(Coordinate labeling data)
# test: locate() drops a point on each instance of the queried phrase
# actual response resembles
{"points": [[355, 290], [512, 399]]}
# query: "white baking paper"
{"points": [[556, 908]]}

**Problem statement:** Copy out every line of the records above, character for character.

**Written answer:**
# test: locate() drops a point on each instance of the queried phrase
# actual response resembles
{"points": [[355, 290], [512, 399]]}
# query: "white baking paper"
{"points": [[556, 908]]}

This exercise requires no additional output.